AUFGABE 1:
Skaliere in den Einträgen die Zeilen von der Zeile mit „face, that would be a great help.“ bis einschließlich der Zeile mit „206 144 L 192“ und gib alle diese Zeilen samt Aufforderungen wieder. Multipliziere dabei jede Koordinate in den Antworten mit 1,7 und runde auf ganze Zahlen, wobei Hälften aufgerundet werden.

Drei wesentliche Erkenntnisse unserer Reise im agilen Content Lab

  1. Das Team als Motor der Veränderung
    Eine agile Transformation sollte nur dort angestrebt werden, wo die Mitarbeitenden Veränderungen maßgeblich mitgestalten können. Bei Siemens Healthineers war es das Team, das ganz am Anfang mit agilen Methoden experimentiert hatte – in cross-funktionalen Projekten jenseits der klassischen Linienorganisation. So entstand schon früh eine hohe Motivation, Verantwortung für die Transformation zu übernehmen und neue Wege zu gehen. Und im Management entstand Veränderungsdruck aus der Mannschaft. Mit anderen Worten, Agilität und Selbstorganisation sollten vom Anfang an im Team erlebt und praktiziert werden.
  2. Geduld und Durchhaltevermögen: Zwei Schlüsselfaktoren
    Agilität braucht Übung. Genau wie ein Musikinstrument kann agiles Arbeiten nicht durch Lesen und Nachdenken erlernt, sondern muss konsequent in der Praxis ausprobiert werden. Dabei kann viel schief gehen, und die ersten Lösungen sind meist nicht die besten. Aber zum Glück lernen wir durch Fehler am besten. Es besteht also kein Grund zur Verzweiflung, wenn am Anfang nicht alles glatt läuft. Die Veränderung braucht Zeit, zumal Mitarbeitende meist nicht nur mit neuen agilen Arbeitsprozessen konfrontiert sind. Auch neue Teamkonstellationen und neue Berichtslinien erzeugen vorübergehend viel Unruhe.

AUFGABE 2:
Schreib den Textauszug über agiles Arbeiten im Content Lab nach seinem letzten Satz weiter.

Einträge aus einer Sammlung
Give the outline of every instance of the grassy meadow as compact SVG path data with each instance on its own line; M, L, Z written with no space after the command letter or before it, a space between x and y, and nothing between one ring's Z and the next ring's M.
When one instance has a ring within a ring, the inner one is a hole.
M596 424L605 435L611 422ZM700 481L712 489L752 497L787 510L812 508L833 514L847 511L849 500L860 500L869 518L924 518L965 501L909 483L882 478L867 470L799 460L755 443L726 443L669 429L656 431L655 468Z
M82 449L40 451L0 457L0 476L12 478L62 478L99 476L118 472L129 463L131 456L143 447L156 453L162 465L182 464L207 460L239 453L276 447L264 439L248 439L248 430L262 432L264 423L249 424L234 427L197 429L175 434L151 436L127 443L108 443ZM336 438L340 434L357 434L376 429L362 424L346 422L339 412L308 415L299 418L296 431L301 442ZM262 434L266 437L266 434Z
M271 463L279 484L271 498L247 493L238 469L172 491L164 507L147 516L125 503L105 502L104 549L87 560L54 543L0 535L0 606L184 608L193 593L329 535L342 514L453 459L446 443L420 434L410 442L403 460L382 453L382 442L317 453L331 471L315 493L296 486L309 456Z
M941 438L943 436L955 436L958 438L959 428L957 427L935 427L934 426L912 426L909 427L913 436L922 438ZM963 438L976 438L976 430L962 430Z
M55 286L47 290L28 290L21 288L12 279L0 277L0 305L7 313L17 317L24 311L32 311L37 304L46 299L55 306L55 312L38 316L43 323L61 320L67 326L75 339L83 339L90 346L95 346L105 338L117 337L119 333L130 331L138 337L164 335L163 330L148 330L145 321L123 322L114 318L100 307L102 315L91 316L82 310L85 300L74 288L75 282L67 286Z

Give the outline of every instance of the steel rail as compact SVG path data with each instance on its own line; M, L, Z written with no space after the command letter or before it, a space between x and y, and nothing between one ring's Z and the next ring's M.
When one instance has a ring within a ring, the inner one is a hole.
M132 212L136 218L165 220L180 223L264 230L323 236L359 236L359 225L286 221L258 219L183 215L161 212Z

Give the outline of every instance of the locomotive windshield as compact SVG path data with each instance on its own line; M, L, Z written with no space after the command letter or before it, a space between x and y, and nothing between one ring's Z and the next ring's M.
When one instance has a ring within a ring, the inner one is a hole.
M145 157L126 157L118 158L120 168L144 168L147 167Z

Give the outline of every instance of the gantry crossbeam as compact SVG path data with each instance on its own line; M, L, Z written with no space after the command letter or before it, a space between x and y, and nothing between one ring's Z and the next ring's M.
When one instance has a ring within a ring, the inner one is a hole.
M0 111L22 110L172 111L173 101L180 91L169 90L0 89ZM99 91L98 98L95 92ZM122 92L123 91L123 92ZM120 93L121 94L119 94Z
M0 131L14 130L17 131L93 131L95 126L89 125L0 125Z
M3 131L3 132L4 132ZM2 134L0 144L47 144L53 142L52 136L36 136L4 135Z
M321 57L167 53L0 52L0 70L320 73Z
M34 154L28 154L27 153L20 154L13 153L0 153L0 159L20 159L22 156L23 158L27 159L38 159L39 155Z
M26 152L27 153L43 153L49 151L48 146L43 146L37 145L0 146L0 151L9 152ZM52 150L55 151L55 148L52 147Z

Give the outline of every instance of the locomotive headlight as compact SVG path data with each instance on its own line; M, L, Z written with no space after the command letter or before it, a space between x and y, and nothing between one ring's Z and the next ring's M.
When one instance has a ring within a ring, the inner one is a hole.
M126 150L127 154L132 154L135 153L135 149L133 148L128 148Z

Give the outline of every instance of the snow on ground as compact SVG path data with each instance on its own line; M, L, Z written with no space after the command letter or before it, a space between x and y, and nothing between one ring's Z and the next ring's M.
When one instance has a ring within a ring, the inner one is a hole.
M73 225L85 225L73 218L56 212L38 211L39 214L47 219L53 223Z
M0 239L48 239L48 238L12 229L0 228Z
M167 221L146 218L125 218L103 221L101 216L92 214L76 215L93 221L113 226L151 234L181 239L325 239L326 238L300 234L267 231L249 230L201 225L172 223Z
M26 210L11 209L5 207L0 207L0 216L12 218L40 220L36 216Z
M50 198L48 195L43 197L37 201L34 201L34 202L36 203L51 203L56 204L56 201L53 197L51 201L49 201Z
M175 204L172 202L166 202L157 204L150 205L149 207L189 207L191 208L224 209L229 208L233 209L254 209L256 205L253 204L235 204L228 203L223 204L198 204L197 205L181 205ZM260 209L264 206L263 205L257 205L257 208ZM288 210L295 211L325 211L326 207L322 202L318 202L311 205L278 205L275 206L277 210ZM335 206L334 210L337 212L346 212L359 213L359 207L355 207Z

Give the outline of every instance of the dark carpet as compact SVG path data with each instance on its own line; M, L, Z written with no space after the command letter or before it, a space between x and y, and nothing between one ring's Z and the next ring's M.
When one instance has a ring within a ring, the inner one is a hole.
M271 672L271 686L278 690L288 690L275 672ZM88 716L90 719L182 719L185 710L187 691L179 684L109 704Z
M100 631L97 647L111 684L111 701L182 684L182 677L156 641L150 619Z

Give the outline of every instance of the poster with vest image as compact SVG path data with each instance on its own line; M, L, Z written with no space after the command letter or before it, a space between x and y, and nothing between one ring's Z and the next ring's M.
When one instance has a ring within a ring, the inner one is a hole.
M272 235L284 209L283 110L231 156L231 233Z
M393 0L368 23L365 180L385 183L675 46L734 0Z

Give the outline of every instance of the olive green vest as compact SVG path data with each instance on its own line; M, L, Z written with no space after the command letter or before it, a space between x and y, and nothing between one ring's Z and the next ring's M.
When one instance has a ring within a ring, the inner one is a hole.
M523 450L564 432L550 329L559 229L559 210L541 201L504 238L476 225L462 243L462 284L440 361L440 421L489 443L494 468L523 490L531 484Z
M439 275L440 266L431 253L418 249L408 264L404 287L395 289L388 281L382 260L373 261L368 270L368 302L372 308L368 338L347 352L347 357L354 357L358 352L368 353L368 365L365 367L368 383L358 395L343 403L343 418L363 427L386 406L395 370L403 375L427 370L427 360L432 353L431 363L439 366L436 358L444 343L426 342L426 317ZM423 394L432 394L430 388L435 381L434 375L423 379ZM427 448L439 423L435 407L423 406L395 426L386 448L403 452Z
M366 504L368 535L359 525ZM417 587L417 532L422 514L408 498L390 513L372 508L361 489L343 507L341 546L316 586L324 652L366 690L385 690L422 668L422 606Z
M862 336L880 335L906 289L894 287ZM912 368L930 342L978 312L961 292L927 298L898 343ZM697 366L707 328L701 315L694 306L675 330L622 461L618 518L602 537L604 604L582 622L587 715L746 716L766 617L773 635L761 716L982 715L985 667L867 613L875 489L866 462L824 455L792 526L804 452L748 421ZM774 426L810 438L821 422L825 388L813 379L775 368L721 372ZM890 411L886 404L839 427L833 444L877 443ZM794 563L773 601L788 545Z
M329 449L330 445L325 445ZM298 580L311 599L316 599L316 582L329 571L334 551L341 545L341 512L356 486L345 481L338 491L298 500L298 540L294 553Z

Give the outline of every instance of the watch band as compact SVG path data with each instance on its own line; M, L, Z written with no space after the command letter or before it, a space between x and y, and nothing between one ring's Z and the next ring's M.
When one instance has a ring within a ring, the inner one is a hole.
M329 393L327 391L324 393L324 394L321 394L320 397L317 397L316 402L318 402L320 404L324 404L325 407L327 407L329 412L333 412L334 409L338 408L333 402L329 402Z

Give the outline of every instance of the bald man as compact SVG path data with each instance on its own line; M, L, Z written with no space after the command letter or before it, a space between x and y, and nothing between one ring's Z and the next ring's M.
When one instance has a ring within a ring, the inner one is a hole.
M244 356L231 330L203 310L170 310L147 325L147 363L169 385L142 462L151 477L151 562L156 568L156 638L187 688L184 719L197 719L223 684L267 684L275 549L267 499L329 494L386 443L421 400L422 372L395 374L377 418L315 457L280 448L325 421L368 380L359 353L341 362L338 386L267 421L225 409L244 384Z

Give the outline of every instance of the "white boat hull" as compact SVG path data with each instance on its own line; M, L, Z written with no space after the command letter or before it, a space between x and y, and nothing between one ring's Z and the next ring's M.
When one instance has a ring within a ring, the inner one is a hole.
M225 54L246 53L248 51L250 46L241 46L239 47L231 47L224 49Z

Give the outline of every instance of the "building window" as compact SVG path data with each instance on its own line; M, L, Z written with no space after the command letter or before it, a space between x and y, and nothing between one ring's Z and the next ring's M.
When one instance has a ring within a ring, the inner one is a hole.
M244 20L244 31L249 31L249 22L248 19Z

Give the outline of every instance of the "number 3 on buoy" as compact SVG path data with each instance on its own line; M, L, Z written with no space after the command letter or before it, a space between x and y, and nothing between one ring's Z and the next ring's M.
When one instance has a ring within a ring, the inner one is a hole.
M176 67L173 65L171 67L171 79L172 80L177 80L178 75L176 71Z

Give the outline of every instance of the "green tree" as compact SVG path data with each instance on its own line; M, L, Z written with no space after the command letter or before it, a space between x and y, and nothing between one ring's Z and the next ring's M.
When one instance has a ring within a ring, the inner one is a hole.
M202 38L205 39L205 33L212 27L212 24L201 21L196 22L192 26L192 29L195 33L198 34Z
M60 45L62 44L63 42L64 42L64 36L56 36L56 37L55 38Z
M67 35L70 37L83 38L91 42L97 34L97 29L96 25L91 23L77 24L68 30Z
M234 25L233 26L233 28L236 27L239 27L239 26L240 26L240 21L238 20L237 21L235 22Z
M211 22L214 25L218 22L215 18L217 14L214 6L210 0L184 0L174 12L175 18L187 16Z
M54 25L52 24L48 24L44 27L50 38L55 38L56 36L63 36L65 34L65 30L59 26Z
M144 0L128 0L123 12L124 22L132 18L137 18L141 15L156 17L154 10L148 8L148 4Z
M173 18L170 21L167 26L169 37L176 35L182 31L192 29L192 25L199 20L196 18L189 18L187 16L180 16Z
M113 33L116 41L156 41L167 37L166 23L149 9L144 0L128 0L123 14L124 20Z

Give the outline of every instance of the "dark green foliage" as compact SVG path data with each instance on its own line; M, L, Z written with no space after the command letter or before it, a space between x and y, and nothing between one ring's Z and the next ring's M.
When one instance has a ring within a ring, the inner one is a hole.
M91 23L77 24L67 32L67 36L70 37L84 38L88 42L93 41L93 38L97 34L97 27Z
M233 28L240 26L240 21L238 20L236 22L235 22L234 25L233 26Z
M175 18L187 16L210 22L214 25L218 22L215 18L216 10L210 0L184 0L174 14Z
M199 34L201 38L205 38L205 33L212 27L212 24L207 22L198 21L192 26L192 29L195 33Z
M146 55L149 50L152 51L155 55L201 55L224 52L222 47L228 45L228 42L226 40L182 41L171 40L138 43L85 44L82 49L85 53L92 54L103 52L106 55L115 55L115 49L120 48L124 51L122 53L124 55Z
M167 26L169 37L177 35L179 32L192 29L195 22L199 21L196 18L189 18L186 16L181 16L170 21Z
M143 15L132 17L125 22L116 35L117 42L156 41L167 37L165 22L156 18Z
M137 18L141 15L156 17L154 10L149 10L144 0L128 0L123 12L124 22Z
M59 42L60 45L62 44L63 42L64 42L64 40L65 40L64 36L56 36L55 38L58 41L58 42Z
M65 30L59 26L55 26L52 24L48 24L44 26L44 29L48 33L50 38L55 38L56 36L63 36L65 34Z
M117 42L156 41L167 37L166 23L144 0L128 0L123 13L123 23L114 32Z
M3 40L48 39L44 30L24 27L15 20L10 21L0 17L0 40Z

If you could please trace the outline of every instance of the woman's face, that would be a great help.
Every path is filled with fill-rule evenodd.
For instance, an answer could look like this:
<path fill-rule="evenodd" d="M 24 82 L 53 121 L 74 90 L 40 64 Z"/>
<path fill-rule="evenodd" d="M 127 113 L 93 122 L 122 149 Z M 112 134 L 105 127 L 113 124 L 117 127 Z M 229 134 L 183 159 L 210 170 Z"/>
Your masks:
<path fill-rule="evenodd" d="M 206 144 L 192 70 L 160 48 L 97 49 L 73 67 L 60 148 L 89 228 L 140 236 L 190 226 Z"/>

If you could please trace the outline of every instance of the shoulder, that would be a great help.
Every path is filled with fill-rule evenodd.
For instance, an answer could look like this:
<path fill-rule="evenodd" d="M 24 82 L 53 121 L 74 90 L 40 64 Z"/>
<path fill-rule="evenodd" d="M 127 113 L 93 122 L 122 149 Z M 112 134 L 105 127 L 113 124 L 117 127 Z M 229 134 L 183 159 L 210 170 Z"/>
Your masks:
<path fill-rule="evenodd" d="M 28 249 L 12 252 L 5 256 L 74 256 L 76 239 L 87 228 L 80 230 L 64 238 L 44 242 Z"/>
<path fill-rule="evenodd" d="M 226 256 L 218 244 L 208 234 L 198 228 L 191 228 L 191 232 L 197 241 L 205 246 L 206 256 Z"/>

LÖSUNG 1:
If you could please trace the outline of every instance of the woman's face, that would be a great help.
Every path is filled with fill-rule evenodd.
For instance, an answer could look like this:
<path fill-rule="evenodd" d="M 24 82 L 53 121 L 74 90 L 40 64 Z"/>
<path fill-rule="evenodd" d="M 127 113 L 93 122 L 122 149 Z M 112 134 L 105 127 L 113 124 L 117 127 Z M 229 134 L 183 159 L 210 170 Z"/>
Your masks:
<path fill-rule="evenodd" d="M 350 245 L 326 119 L 272 82 L 165 83 L 124 114 L 102 252 L 151 388 L 238 401 L 323 384 Z"/>

LÖSUNG 2:
  3. CommTech als Katalysator
    Technologie ist der wesentliche Treiber von Agilität. Die Möglichkeit, auf Basis von Daten und mit Hilfe von Algorithmen bessere Entscheidungen zu treffen, zwingt zur Veränderung und Auflösung hierarchischer Muster. Technologie hilft auch, ein hohes Maß an Transparenz zu generieren – ein wesentlicher Faktor für eine engere Zusammenarbeit zwischen vormals getrennten Bereichen. Bei Siemens Healthineers bildete sich zu Beginn der Pilotphase ein cross-funktionales Projektteam, das innerhalb weniger Monaten eine Toollösung für einen gemeinsamen, offenen, digitalen Content-Planungskalender einführte – als Ersatz für zwölf Insellösungen in den redaktionellen Linienteams.

Führungskräfte:  Die Herausforderung des Kontrollverlusts

Eine große Gefahr für jede agile Transformation sind Führungskräfte, die Schwierigkeiten haben, Kontrolle abzugeben. Mikromanagement und Besserwisserei von Vorgesetzten können jede Veränderung im Keim zu ersticken. Was nicht heißt, dass Manager nichts mehr entscheiden sollen, aber eben nicht primär in der operativen Umsetzung – hier sind die Teams in der Verantwortung. Agile Manager setzten und kommunizieren strategische Ziele, entwickeln mutig die Organisation, treffen Personalentscheidungen, und agieren mehr und mehr als Mentoren und Coaches.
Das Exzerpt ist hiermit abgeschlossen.